WORK ITEM:
Reproduce the whole of the data exactly.

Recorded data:
══════════
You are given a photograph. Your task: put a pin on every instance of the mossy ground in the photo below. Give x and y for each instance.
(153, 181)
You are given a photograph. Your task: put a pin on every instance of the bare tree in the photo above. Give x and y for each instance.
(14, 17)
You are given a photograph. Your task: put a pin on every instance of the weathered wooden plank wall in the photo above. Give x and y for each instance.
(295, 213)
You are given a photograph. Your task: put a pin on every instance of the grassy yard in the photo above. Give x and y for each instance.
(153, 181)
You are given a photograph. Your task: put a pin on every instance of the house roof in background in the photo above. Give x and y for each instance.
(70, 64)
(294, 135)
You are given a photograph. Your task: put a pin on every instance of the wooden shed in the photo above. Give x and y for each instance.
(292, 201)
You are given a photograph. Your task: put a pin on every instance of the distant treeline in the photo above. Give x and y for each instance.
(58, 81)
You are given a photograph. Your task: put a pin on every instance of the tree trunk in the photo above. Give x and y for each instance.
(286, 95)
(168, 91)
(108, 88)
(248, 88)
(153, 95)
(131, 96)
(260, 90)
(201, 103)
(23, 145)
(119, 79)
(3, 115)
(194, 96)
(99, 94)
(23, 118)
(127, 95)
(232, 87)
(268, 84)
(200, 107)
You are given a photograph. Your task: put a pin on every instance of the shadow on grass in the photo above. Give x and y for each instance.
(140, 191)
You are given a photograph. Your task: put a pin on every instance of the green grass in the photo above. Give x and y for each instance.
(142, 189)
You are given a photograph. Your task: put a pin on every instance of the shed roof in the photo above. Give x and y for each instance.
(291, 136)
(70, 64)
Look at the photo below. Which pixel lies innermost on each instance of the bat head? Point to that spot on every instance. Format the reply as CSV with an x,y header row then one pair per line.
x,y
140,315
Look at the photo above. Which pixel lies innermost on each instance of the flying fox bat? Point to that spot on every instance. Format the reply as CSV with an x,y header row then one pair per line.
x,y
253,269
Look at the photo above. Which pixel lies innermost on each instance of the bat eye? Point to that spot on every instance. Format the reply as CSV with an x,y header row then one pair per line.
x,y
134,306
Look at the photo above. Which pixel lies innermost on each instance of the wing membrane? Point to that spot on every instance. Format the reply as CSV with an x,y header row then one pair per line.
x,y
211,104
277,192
══════════
SOLUTION:
You are given a photograph. Your task: put a pin on every instance of the mossy ground in the photo below. Give x and y for each instance.
(153, 181)
You are given a photograph. Your task: put a pin on every instance of the bare tree in the photo above. Give x and y for each instance.
(14, 17)
You are given a photograph. Your task: put a pin on every instance of the weathered wooden plank wall in the photo above. Give x and y for each instance.
(295, 213)
You are given a photograph. Your task: put a pin on every instance of the grassy yard in the photo above. Give x and y for each instance.
(153, 181)
You are given a photograph. Your task: put a pin on every instance of the house roof in background in the photo above. Give x and y for each instance.
(70, 64)
(294, 135)
You are given a photograph. Your task: put a pin on every instance of the wooden shed in the photo above. Give x and y for each instance.
(292, 201)
You are given a photograph. Your task: put a pin on every instance of the distant treeline in the photo above. Give x and y for each instance.
(58, 81)
You are given a photograph. Your task: put a pin on every instance of the tree trunk in the photo above. Give x and y for each instance.
(286, 95)
(168, 91)
(108, 88)
(248, 88)
(153, 95)
(131, 96)
(260, 90)
(201, 103)
(23, 145)
(119, 79)
(3, 115)
(194, 96)
(99, 94)
(23, 118)
(127, 95)
(232, 87)
(268, 84)
(200, 107)
You are given a photograph. Your task: put a pin on every instance of the shadow on grass in the photo above. Give x and y for each instance.
(140, 191)
You are given a photograph. Your task: put a pin on every instance of the green grass in the photo above. Give x and y for each instance.
(142, 189)
You are given a photograph. Your task: put a pin on every instance of the shed roof in the photo above. Give x and y for each instance.
(291, 136)
(70, 64)
Look at the photo below. Which pixel lies innermost on each instance of the bat head? Point to that spot on every instance. Format the reply as CSV with an x,y header row then one pair per line.
x,y
140,315
Look at the photo above. Which pixel lies innermost on each instance of the flying fox bat? Point to that spot on every instance. Format the reply as CSV with an x,y header row then one pair per line.
x,y
253,269
Look at the photo above. Which pixel lies innermost on each instance of the bat eye? Point to that spot on every instance. Format the reply as CSV with an x,y header row then one pair per line.
x,y
134,306
Look at the photo above. Which pixel lies innermost on each instance of the wing membrane? Point to that spot on every instance. Format the reply as CSV with an x,y header row then one pair per line.
x,y
211,104
277,192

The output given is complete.